[What is being asked] The records that follow must all be duplicated exactly.
------------------------------------------------------------
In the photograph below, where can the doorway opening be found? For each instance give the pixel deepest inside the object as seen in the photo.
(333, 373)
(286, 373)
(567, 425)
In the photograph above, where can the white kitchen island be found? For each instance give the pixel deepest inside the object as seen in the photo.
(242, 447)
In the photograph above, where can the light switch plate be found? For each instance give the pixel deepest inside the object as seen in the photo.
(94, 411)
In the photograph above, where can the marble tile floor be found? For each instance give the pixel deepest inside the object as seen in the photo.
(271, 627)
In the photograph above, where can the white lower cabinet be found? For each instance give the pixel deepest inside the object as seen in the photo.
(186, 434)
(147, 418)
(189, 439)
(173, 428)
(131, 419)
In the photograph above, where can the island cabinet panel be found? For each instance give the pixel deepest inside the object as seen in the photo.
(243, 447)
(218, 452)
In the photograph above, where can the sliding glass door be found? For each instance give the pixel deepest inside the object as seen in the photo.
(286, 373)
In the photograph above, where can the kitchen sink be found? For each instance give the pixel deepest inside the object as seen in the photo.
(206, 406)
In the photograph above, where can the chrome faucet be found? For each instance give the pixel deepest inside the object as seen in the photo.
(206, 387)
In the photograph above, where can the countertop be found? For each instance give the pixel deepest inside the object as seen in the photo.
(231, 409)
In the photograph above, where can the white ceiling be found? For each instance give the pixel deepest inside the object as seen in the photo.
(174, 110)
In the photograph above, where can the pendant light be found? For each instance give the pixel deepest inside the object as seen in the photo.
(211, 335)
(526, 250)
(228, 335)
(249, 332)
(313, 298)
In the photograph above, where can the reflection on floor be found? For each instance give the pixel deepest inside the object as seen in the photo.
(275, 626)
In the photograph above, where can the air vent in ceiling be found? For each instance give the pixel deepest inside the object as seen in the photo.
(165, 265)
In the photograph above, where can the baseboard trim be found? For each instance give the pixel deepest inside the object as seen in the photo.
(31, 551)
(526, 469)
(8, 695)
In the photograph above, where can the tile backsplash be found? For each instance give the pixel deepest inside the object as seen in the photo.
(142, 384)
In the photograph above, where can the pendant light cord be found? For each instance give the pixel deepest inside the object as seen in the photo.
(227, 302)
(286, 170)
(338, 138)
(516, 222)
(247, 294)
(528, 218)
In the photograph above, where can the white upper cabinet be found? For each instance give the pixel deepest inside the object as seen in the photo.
------------------------------------------------------------
[Solution for this problem]
In the photograph below, where can the doorway opening be found? For each instance give the pixel deepest inside the object as seen in the photo.
(333, 373)
(286, 373)
(567, 425)
In the photograph above, where can the white kitchen island be found? For each instance give the pixel deepest inside the object as seen in the photo.
(242, 447)
In the photograph above, where can the light switch plate be found? For each instance give the pixel deepest inside the object as seen in the photo.
(94, 411)
In the photograph above, where can the marble tile floor be found? For each instance give the pixel deepest inside the object as seen in the photo.
(271, 627)
In the photograph above, where can the white lower cabinet be found? For each instance give the pixel deepest inside the object as seen in the photo.
(186, 434)
(147, 418)
(189, 439)
(173, 428)
(131, 419)
In the photograph above, where can the island cabinet panel be found? For each instance give the pixel deepest inside the object as seen in the photo.
(243, 447)
(218, 452)
In the photograph above, where can the sliding glass door be found? For each instance give the pixel deepest inside the object as seen in the photo.
(286, 373)
In the photograph above, where can the kitchen sink be found? For each instance give the pixel deepest inside the object as seen in the photo.
(206, 406)
In the photograph above, where can the chrome faucet be found? For each instance give the pixel deepest inside the object as seen in the photo.
(206, 387)
In the photograph above, where can the countertop be found? For each instance give the pixel deepest inside the object as seen in the photo.
(231, 409)
In the photograph above, where can the white ceiling be found? For each instance give the pixel deepest inside the object as seen in the photo.
(174, 110)
In the photograph above, where can the pendant light be found? For each instance give the pixel deepest inside the object as seen in the photo.
(211, 335)
(526, 250)
(228, 335)
(249, 332)
(313, 298)
In the photograph above, where can the reflection on floor be found? For each instance give the pixel deepest inside the object as seen in the photo.
(275, 626)
In the photograph above, where can the air vent in ceiling be found? For each instance give the pixel deepest inside the object as seen in the photo.
(165, 265)
In the photograph above, where can the baseboard trim be found? For each instance give the pixel deepest inside the object as seen in the photo.
(31, 551)
(526, 469)
(8, 695)
In the photograph above, where can the tile backsplash be found? For each instance give the pixel deepest inside the object as seen in the photo.
(142, 384)
In the photograph above, where can the pendant light cord be found? For each instance give the pixel deepest inside the object as seen in the photo.
(227, 302)
(286, 170)
(338, 138)
(516, 222)
(247, 294)
(528, 218)
In the photograph above, where can the white upper cabinet be found? For each instance give the pixel deepest inside the object as seen in the photo.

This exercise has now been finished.